:: PAGE EXCERPT ::
I have the following initial value problem on $t \in [0,T]$: $$y'=y^2(1-\epsilon y)$$
I wish to use the Trapezoidal method to solve this I.V.P., and I cannot use simply use the predictor-corrector method, i.e. improved Euler's method. The trapezoidal method is defined by: $$y_{n+1}=y_n+\frac{h}{2}(f_{n+1}+f_n)$$ Plugging in the value from the O.D.E., we have after some simplification: $$y_{n+1}=y_n+\frac{h}{2}(y_{n+1}^2+y_n^2-\epsilon y_{n+1}^3-\epsilon y_n^3)$$
This is an implicit method, so I must use a root finding method at each iteration to find the $y_{n+1}$ on the right side of the equation. I have read online that Newton's method is usually used for such purposes, but I cannot figure out how to implement it.

:: EXTRACTED MATERIAL ::
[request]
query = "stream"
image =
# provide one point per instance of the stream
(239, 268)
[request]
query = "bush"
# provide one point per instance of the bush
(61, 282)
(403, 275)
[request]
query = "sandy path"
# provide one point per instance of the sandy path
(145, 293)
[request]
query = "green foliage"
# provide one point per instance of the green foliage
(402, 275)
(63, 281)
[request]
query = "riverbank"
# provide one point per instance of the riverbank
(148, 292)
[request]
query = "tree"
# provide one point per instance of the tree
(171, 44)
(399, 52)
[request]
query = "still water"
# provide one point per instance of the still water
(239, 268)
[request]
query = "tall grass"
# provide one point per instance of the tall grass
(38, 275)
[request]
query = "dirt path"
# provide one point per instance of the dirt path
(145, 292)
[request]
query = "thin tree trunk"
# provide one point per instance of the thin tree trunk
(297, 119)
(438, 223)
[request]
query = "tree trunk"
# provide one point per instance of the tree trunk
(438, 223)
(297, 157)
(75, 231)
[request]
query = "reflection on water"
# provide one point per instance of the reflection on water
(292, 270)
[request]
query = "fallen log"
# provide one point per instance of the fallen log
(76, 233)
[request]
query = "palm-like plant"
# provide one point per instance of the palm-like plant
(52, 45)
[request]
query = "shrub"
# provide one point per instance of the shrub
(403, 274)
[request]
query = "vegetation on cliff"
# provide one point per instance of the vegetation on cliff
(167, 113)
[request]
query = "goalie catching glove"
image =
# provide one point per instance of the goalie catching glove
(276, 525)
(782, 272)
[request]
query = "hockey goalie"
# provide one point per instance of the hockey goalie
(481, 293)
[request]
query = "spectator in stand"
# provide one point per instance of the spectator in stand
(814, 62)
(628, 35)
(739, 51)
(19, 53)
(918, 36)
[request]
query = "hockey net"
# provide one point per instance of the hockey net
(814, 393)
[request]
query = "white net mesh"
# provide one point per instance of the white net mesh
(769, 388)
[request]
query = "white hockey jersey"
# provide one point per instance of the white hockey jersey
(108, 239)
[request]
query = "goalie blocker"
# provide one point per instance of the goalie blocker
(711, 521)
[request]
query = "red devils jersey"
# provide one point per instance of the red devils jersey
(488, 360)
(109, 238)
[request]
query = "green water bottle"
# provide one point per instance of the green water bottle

:: DIRECTION 1 ::
Answer these from the trapezoidal method question:
(a) On what interval of t is the problem set?
(b) Which method does the poster say they cannot use?
(c) Which root-finding method does the poster say is usually used?
:: DIRECTION 2 ::
In the trapezoidal method question, why must a root-finding method be used at each step?
:: DIRECTION 3 ::
Write the next part of the trapezoidal method question, starting right after its last sentence.
You won't need the lines for any of this.

:: EXERCISE ANSWER 1 ::
(a) On $t \in [0,T]$.
(b) The predictor-corrector method, that is, improved Euler's method.
(c) Newton's method.

:: EXERCISE ANSWER 2 ::
The trapezoidal method is implicit, so $y_{n+1}$ also appears on the right side of the equation. A root-finding method is needed at each iteration to find that value.

:: EXERCISE ANSWER 3 ::
$$y_{n+1}=y_n-\frac{f(y_n)}{f'(y_n)}$$
For example, what values would $f(y_n)$ and $f'(y_n)$ take in this context? Thank you in advance!
Best Answer
Your whole equation is $f$. More precisely, $y_{n+1}$ is the solution of $$ 0=f(y)=y-y_n-\frac h2(y^2+y_n^2-ϵ(y^3+y_n^3)) $$ closest to $y_n$.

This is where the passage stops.